§ **Your tasks**:
a – Please reproduce the Irish repeal passage word for word, everything from "conciliators can offer" down to "Statesman of July 7.".
b – In the Irish repeal passage, from which paper and date are the two testimonies copied?
c – Carry on the Irish repeal passage, beginning right after its final sentence.

Text segment Block Start

But the question perpetually recurs -What is to be done? Is the British government to conciliate the repealers? to put them down? or to yield to their demands? Would a surrender of the temporalties of the Irish church conciliate them? They say peremtorily-no. There are, certainly, members of the British House of Commons, very expert in speech, very daring in assertion, very ignorant of the subject, who say-yes; but they are even of an inferior class to those who, by similar audacity of promise and prediction, deceived and betrayed the country. We select an Irish and an English testimony to the spirit of determination with which repealers pursue their purpose, and the little likelihood there is that such bribes as

conciliators can offer will turn them from their courses. One is from a speech of Mr. O'Connell; one from a Roman Catholic organ, "The Tablet." We copy both from the Statesman of July 7.

Text segment Block End
Raw data Block Start

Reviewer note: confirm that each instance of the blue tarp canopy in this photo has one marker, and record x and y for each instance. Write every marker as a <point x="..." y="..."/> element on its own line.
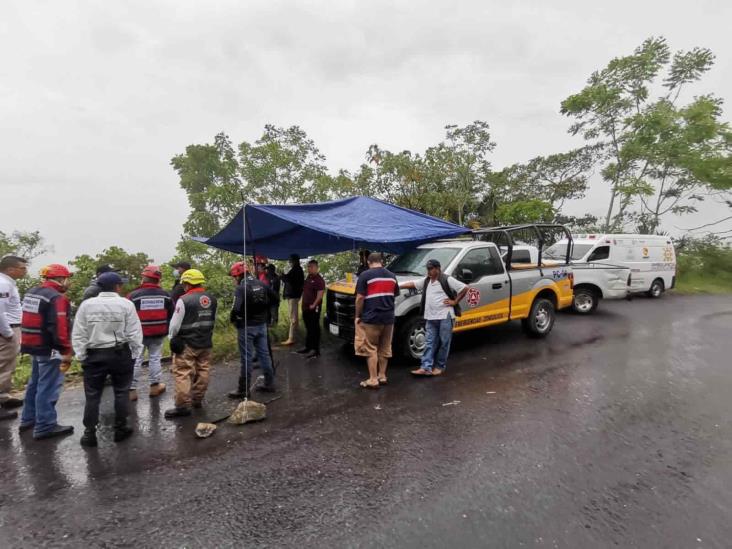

Raw data Block End

§ **Outputs for the tasks**:
a –
conciliators can offer will turn them from their courses. One is from a speech of Mr. O'Connell; one from a Roman Catholic organ, "The Tablet." We copy both from the Statesman of July 7.

b – The Statesman of July 7.

c –
Thus speaks Mr. O'Connell:

"No defection can now injure the thumphant progress of the good cause, if we be true to ourselves. I have had the opportunity of consulting men the most respectable, the highest in respectability and station, who are supposed adverse to us. I won't mention names; but what did they advise? No compro. mise! You'll be offered (they said) the destruction of the church temporalities, or their appropriation to state purposes. Take all you get, but give up nothing. You have repeal well organised nowno need of a drag-no fear of being hurried down the hill of wild revolution. go on as you are doing, giving no offence to any one, injuring no one-the people conducting themselves better than the nobility at Almacks-giving the strongest proof of their subordination-of the highest order of civilization-that civilization which proceeds from religious principle and the purest morality.' Ay, the people of Ireland are showing to the nations of the earth a miracle of good conduct never yet equalled; that it never even entered into the heads of statesmen to conceive, till his knowledge of the virtues of his countrymen inspired the glorious idea. The demonstration in Dundalk was the last until I came to Dublin, and it would be only repeating what was said in every family in the city last night, to say one word of the majestic and awful spectacle of yesterday."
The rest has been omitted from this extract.